====== SOURCE TEXT

Bloody Family is the kind of show I ought to love unreservedly. It’s a new performance based on an old — perhaps the oldest — play, it’s committed to its own theatricality, it plays with fictional and real worlds, it’s exploratory and open, and despite all that, it doesn’t take itself too too seriously. It’s specific and present without being “about” or “for” anyone or anything in particular. It’s precisely the kind of work I want to see much more of in Toronto. And yet, I wasn’t ultimately as wowed by this piece as by Philip McKee’s last full-scale production, Lear, which felt more finished, more rounded, more deeply and fully thought-through than this engagement with the Oresteia.

============
====== STORED DATA

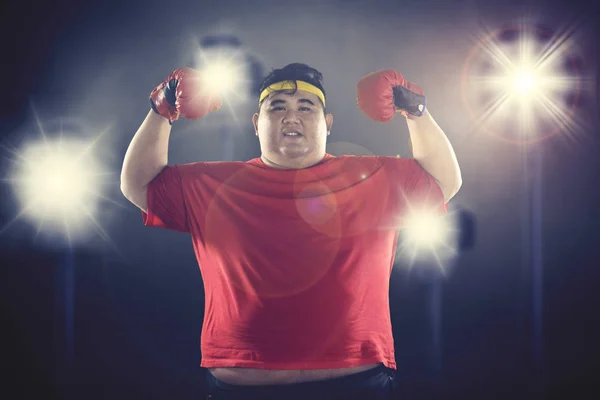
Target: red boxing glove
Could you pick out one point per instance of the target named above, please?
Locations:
(182, 95)
(383, 93)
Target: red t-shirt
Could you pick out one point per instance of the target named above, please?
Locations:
(295, 263)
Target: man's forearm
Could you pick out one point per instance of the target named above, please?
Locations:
(433, 151)
(147, 153)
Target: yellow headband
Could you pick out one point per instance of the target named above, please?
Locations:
(287, 85)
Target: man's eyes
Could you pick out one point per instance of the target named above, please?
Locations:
(279, 108)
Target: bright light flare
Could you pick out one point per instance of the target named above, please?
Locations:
(225, 73)
(428, 237)
(519, 89)
(524, 82)
(56, 183)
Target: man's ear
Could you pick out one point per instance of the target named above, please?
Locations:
(329, 122)
(255, 123)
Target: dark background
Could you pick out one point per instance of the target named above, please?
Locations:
(138, 303)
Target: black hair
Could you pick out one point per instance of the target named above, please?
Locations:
(294, 72)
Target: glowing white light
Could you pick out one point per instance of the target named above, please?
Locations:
(526, 79)
(57, 184)
(428, 236)
(524, 82)
(425, 229)
(225, 74)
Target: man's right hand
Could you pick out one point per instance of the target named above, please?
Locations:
(182, 94)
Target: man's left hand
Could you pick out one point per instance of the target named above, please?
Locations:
(383, 93)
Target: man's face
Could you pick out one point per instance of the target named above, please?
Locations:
(292, 129)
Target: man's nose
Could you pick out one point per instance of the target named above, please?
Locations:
(291, 116)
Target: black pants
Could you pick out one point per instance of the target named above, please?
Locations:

============

[ASSIGNMENT]
Pick up the review of Bloody Family after its final sentence and write the paragraph that follows.

[REPLY TO THE EXERCISE]
But perhaps that’s not the most useful set of criteria. McKee (and yes, I realize ascribing authorship to anyone is inadequate given the collective genesis of this show, but whatever — the fingerprints are relatively unmistakable), of all the young Toronto directors I know, is perhaps the most dedicated to an experimental, exploratory ethos in his work, and it’s a rare experiment that yields a clear, unified picture. Instead, work such as Bloody Family is a more likely, and perhaps as respectable, result of any experimental process: a series of encounters with the material, a sequence of different, differently conceived and enacted attempts to tackle the story and its characters theatrically or performatively, a string of stage images — but not, or not yet, a conclusion or even a consistent approach. That makes McKee’s work a bit of an anomaly in a context where most shows strive for psychological coherence, and where the dictate of some sort of narrative arc, Freytag’s or an alternative model, still holds sway. Bloody Family is emphatically not an exercise in “story-telling” (thankfully), nor is it consistent in its use of actors to represent characters, nor are those characters internally consistent. One could construct various narratives out of the scenes it puts on stage, even little psychodramas: one of those plot lines might be the revelation that McKee’s character, a theatre maker keen to recast Clytemnestra’s familiar story in a light that would do her justice, may be kinder than some of his predecessors to his characters, but only at the cost of exploiting his actors. But I’m not sure that’s the point.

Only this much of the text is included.